--- begin Data to process ---
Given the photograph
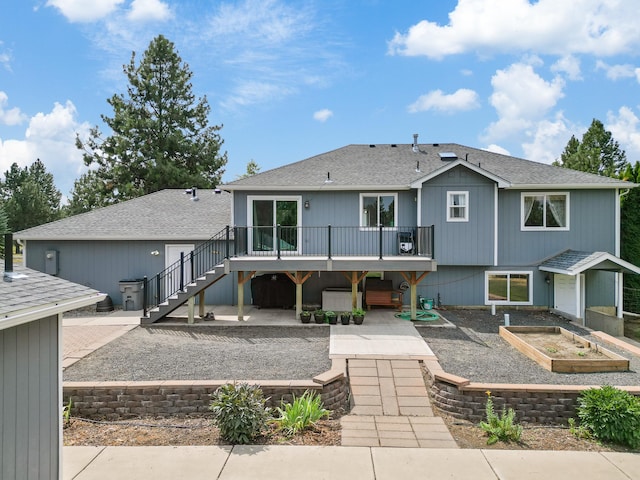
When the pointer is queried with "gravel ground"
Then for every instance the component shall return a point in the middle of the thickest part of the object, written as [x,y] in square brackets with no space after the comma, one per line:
[208,353]
[475,351]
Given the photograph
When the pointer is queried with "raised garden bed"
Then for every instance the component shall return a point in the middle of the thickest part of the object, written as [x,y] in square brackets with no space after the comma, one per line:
[559,350]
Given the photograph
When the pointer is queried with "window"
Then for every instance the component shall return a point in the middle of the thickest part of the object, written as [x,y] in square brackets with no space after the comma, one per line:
[265,215]
[545,211]
[457,206]
[378,209]
[508,288]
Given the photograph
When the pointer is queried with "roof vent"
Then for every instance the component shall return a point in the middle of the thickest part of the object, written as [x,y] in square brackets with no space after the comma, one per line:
[447,156]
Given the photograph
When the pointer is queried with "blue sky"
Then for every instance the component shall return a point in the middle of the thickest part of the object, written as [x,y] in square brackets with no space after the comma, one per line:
[291,79]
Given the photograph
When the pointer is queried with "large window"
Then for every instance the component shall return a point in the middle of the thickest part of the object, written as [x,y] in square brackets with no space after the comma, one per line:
[266,214]
[545,211]
[457,206]
[508,288]
[378,209]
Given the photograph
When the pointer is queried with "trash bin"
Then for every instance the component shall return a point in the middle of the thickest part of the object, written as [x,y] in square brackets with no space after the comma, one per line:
[405,243]
[132,291]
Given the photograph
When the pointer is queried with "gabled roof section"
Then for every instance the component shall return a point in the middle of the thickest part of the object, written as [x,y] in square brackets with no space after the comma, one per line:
[502,183]
[398,166]
[27,295]
[164,215]
[572,262]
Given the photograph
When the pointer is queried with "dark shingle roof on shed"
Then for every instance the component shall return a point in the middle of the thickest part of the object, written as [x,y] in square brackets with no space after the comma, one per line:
[396,165]
[164,215]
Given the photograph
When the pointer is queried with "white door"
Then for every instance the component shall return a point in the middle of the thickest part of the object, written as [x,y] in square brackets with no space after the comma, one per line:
[172,255]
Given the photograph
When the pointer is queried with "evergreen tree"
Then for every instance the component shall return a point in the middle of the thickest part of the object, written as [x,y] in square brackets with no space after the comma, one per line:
[597,153]
[30,196]
[160,137]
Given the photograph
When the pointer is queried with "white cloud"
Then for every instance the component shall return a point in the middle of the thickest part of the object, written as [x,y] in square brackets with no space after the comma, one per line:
[521,97]
[615,72]
[569,65]
[600,27]
[625,128]
[51,138]
[82,11]
[323,115]
[548,139]
[12,116]
[497,149]
[460,100]
[146,10]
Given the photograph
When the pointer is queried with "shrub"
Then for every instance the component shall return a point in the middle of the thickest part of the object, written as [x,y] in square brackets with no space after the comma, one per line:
[301,414]
[611,415]
[500,427]
[240,412]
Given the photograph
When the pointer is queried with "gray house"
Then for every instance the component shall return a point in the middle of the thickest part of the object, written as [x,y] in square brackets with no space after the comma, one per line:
[455,224]
[130,240]
[31,308]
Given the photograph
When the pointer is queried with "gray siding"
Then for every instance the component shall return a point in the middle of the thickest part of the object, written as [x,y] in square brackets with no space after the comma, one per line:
[102,265]
[461,243]
[592,228]
[29,402]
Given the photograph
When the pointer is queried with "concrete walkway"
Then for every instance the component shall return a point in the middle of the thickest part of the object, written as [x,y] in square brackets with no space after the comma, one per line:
[338,463]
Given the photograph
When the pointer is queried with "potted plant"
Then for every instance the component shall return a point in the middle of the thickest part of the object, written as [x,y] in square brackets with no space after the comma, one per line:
[358,316]
[305,316]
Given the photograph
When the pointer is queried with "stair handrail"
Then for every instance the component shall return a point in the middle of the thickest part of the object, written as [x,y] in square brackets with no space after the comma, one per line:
[170,281]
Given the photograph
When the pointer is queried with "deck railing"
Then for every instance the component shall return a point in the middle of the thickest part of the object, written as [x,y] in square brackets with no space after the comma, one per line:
[284,241]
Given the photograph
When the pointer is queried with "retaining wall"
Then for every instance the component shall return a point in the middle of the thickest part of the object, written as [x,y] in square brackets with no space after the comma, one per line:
[118,400]
[546,404]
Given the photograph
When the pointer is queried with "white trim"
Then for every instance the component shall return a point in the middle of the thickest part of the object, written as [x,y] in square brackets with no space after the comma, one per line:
[465,195]
[495,226]
[508,273]
[379,194]
[544,228]
[274,198]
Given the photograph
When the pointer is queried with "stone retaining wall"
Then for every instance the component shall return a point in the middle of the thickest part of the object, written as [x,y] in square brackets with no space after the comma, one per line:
[546,404]
[118,400]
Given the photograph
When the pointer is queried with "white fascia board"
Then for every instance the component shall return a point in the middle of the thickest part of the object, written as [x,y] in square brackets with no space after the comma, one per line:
[502,183]
[42,311]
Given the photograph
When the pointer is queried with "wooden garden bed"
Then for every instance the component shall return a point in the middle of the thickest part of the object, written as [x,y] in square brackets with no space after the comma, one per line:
[559,350]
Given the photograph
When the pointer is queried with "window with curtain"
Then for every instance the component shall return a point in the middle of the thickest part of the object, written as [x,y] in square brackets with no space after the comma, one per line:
[508,288]
[378,209]
[457,206]
[545,211]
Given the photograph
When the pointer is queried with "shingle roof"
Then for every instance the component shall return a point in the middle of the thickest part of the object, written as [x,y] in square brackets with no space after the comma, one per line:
[391,165]
[164,215]
[27,294]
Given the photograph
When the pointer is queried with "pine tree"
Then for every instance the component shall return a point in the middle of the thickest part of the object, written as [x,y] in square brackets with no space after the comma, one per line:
[160,137]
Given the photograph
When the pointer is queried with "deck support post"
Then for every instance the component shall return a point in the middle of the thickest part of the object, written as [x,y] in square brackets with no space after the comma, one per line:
[242,279]
[413,280]
[190,308]
[298,278]
[355,278]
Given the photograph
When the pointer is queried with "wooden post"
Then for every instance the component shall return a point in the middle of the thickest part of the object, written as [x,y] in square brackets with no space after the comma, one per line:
[190,308]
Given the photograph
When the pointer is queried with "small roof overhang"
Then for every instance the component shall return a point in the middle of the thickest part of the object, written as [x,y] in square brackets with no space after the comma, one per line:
[572,262]
[502,183]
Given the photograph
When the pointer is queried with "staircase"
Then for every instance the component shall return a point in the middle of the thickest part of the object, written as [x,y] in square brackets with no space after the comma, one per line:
[180,298]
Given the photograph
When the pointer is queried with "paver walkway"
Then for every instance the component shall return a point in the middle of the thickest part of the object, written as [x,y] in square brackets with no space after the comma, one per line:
[390,403]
--- end Data to process ---
> _Task brief_
Each record above should come back exactly the same, only without its pictures.

> _Reply to the task_
Given the photograph
When the pointer is queried with "gravel ground"
Then for every instance the component shall return a point in the middle of the thickest part of the object, written as [x,y] in square brackets with no space after the comma, one per line:
[208,353]
[475,351]
Given the photograph
When the pointer is queried with "raised garden bed"
Then for every instance the component shall return a point in the middle of the thickest part of the object, written as [x,y] in square brackets with no space after the comma, one per line:
[559,350]
Given the photograph
When the pointer is queried with "window"
Then for every instance the component shall return a point in the middle of the thickest part of the object, written as [x,y] in square brackets with no space after the comma, one per line:
[265,215]
[545,211]
[457,206]
[378,209]
[508,288]
Given the photograph
When the pointer is queried with "roof vent"
Then for every instance the component shall return a point in the middle of the thickest part of the object, written as [x,y] in square brackets with no space after the comma, one per line:
[447,156]
Given the photograph
When the pointer is queried with "blue sky"
Then for every instance the component shall return a point in the middle of the thickest part of the object, written as [x,y] in square brackets with no space after the comma, one per line:
[291,79]
Given the photograph
When the pointer is queried with "large window"
Then for every instance the component shall return a point in the middle of the thickest part of the object, written as [x,y] in square brackets with no space after the comma, one per line:
[266,214]
[545,211]
[457,206]
[508,288]
[378,209]
Given the photograph
When the pointer is queried with "trash bin"
Then for every instance the component shall return a point in the middle of the thickest part of the object, written as [x,y] in square brackets with no space after the comma, one per line:
[405,243]
[132,291]
Given the photograph
When the pointer is queried with "gabled roof section"
Then for every instance the component shall return a point in the middle of the thickest part of the object, written as [x,y] in square brackets with no space after the comma, one per line:
[502,183]
[398,166]
[27,295]
[164,215]
[572,262]
Given the photograph
When the pointer is queried with "dark shingle roof on shed"
Then for every instance the component shall return a point in the middle of the thickest part of the object, written as [x,y] in square brackets with no space after the comma, one per line:
[396,165]
[164,215]
Given the photograph
When the pointer is queried with "white door"
Then for every instance the component shall return a point in the middle of the thickest part of the object, written as [x,y] in square brackets with no space after the comma, one per line:
[172,255]
Given the photograph
When the pointer is queried with "evergreen tree"
Then for every instance the component shall return a point in the middle of the thickest part of the object, written as [x,y] in square brackets with no space after the comma, one per line:
[597,153]
[30,196]
[160,137]
Given the photograph
When the pointer is queried with "white cloud"
Then for every instance the component shall return a point in the middle of the thickest part of the object, written as [x,y] in square brackets with no space after the comma, one per line:
[521,97]
[615,72]
[569,65]
[600,27]
[625,128]
[51,138]
[82,11]
[323,115]
[548,139]
[12,116]
[497,149]
[460,100]
[146,10]
Given the photograph
When the pointer is queried with "shrub"
Then for every instance the component shall return a point in the middle of the thickest part of the object, written as [x,y] in square brackets with no space after the comma, one per line:
[301,414]
[611,415]
[500,427]
[240,412]
Given the photograph
When the pointer is queried with "gray house"
Then for every instance the component shall return a point in the middle of the thickest part of the object, written as [x,y] in square brackets with no space after the comma, one per line:
[455,224]
[130,240]
[31,308]
Given the photograph
When the pointer is queried with "gray siding"
Then for every instance the component shall return a point in the middle of the thickest part of the object, written as [x,y] in square brackets with no space after the comma, one per line:
[102,265]
[461,243]
[592,228]
[29,402]
Given the photograph
When the pointer is queried with "concrete walkway"
Then for every instance the component shall return a point in the middle of the thickest part of the object, written as [x,y] in square brackets with no space after the comma, one per line:
[338,463]
Given the photograph
When the pointer is queried with "potted plant"
Then for every instance the component shall return a point in the middle of the thickest part of the object, written as [x,y] in square brackets with no space after the comma, one per line:
[358,316]
[305,316]
Given the photograph
When the pointer is queried with "stair handrail"
Then for every instance the component shall return a point in the middle of the thickest part of the object, written as [x,y] in square brackets with no space after the comma, one per line:
[170,281]
Given the photograph
When the pointer is queried with "deck railing"
Then for every instance the component shall return a point in the middle of the thickest part of the object, written as [x,y] in square brackets with no space after the comma, one per line:
[284,241]
Given the photograph
When the pointer is queried with "retaining wall"
Then for every instance the component shall return a point in the middle of the thickest part of the object, written as [x,y] in square brackets with no space after the comma, one per line:
[118,400]
[546,404]
Given the photograph
When the pointer is queried with "white trim"
Then for every instance the component shall return a point in the middle of the thickest part of the object, written as [x,y] in square brackets with no space after the comma, one per line:
[465,195]
[495,226]
[508,273]
[379,194]
[544,228]
[274,198]
Given the photograph
When the pointer is queried with "stone retaining wall"
Then for every instance the component shall return a point in the middle of the thickest part of the object, written as [x,y] in square brackets with no space after the comma, one per line:
[546,404]
[118,400]
Given the photograph
When the pointer is queried with "white fascia board"
Then for every instance the component shall return a point in the middle of the thickest part of the object, written as [x,y] in square brackets with no space after the comma, one per line:
[502,183]
[42,311]
Given the photograph
When the pointer is queried with "wooden garden bed"
Then for every instance the component shall return a point in the middle of the thickest part of the object, written as [x,y] in square brackets with no space after the comma, one per line:
[559,350]
Given the photograph
When the pointer is queried with "window with curtain"
Then for every instance the component shall return a point in the middle of the thickest part of the object, written as [x,y] in square brackets with no space after the comma, one per line:
[508,288]
[378,209]
[457,206]
[545,211]
Given the photograph
When the pointer is queried with "shingle roof"
Then for every instance the component shall return a point in the middle of the thickest part of the object, written as [x,y] in square brackets with no space after the comma, one per line:
[391,165]
[164,215]
[27,294]
Given the photograph
When the pointer is queried with "pine tree"
Then for every instance the component shall return a point in the middle of the thickest part of the object, written as [x,y] in square brackets with no space after the comma, one per line:
[160,137]
Given the photograph
When the pointer is queried with "deck support post"
Then for every instance the component shall return a point in the middle of the thickest part of the object, written as [x,y] in square brackets with no space after the comma, one per line:
[242,279]
[413,280]
[190,308]
[298,278]
[355,278]
Given the photograph
When the pointer is queried with "wooden post"
Then for every instance the component shall return a point in the middle of the thickest part of the object, written as [x,y] in square brackets with no space after the comma, one per line:
[190,308]
Given the photograph
When the pointer is queried with "small roof overhang"
Then for every instance the component shall return a point in the middle of the thickest part of the object, written as [x,y] in square brackets with no space after the comma, one per line:
[572,262]
[502,183]
Given the photograph
When the pointer is queried with "staircase"
Then for every instance the component shall return a point in the middle of the thickest part of the object, written as [x,y] in square brackets with no space after the comma, one per line:
[180,298]
Given the photograph
When the pointer is queried with "paver walkway"
Then for every instance the component shall return a point in the middle of the thickest part of the object, written as [x,y] in square brackets with no space after the comma, one per line:
[390,403]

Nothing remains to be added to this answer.